> **WHAT YOU HAVE TO DO**
Each line of the listing where the string "smart" appears is to be identified and copied.

> **THE DATA**
───
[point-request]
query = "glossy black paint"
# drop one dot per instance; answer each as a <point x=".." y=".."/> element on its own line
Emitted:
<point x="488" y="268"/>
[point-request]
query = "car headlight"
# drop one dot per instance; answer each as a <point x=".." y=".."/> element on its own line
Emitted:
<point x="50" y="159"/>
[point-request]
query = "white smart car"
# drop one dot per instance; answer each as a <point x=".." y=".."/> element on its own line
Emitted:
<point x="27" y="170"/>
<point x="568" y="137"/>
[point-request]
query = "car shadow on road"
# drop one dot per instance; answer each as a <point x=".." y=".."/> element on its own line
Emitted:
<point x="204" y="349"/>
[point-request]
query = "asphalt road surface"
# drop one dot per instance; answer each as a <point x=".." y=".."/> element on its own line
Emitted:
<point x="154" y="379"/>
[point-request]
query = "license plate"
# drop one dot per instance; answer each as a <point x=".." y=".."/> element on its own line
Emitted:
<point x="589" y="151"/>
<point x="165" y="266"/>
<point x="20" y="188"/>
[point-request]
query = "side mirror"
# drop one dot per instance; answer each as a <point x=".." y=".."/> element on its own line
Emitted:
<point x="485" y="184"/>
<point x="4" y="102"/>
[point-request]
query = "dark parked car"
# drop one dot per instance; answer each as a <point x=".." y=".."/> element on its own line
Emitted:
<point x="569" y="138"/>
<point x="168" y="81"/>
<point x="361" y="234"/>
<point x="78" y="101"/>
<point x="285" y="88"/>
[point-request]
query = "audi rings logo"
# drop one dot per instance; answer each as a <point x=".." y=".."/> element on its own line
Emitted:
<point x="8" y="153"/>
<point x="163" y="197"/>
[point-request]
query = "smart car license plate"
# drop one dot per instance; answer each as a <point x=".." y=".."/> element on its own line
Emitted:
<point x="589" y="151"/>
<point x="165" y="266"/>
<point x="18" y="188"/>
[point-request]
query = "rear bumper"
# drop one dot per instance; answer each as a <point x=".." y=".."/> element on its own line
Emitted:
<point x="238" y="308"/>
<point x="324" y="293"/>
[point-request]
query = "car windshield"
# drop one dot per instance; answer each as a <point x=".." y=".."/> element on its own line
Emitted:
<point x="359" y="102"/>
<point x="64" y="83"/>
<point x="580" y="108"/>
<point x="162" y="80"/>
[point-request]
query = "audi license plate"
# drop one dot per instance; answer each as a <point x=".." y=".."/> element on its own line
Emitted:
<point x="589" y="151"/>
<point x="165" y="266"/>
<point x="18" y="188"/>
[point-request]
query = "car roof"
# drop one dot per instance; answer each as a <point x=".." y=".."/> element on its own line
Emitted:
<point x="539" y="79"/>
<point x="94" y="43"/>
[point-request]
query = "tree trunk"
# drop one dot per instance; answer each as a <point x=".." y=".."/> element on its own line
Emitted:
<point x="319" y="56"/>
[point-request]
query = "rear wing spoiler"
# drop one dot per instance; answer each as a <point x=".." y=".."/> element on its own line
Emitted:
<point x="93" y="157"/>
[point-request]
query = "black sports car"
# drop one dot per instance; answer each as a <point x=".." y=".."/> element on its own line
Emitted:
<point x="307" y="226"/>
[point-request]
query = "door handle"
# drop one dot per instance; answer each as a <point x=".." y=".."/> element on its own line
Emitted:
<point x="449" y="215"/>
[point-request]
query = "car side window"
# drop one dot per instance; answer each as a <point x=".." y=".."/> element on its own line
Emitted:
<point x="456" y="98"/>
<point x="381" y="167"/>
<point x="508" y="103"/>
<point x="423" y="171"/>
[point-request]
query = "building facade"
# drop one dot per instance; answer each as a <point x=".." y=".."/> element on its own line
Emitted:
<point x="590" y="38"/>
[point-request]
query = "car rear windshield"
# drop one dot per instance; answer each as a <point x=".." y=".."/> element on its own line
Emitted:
───
> **COMPLETED TASK**
query = "white smart car"
query = "smart car license plate"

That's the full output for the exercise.